- [WHAT IS NEEDED]
Taking the listing below, restate word for word each line from the line with "positive clicks: (76, 109)" to the line with "positive clicks: (281, 123)", ends included, and stop there.

- [RECORDS PROVIDED]
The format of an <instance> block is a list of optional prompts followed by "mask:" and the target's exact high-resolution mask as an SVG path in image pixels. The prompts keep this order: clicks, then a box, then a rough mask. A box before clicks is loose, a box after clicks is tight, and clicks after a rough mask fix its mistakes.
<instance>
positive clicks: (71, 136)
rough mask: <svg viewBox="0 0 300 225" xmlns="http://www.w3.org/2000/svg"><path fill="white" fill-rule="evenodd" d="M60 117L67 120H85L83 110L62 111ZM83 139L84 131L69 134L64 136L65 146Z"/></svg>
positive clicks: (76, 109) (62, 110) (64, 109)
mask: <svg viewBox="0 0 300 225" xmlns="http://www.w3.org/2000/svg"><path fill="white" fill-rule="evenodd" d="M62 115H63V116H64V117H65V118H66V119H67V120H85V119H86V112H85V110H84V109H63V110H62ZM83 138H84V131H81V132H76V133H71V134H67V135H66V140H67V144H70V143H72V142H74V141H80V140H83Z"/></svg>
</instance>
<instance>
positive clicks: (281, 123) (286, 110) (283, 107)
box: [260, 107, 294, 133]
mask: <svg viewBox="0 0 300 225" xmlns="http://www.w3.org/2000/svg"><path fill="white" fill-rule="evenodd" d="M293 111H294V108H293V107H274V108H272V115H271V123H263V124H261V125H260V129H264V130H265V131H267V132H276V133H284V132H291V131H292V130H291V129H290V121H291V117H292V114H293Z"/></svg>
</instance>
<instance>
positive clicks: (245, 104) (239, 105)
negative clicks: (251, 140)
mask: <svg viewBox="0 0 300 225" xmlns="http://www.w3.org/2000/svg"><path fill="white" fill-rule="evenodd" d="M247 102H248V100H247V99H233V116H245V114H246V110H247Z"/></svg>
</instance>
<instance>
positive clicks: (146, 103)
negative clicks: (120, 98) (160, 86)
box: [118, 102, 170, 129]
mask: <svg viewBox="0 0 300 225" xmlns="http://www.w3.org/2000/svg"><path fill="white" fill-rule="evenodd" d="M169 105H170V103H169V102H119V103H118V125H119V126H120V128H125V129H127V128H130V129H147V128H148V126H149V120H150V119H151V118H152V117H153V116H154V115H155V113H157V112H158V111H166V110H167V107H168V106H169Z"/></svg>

- [ANSWER AREA]
positive clicks: (76, 109) (62, 110) (64, 109)
mask: <svg viewBox="0 0 300 225" xmlns="http://www.w3.org/2000/svg"><path fill="white" fill-rule="evenodd" d="M62 115H63V116H64V117H65V118H66V119H67V120H85V119H86V112H85V110H84V109H63V110H62ZM83 138H84V131H81V132H76V133H71V134H67V135H66V140H67V144H70V143H72V142H74V141H80V140H83Z"/></svg>
</instance>
<instance>
positive clicks: (281, 123) (286, 110) (283, 107)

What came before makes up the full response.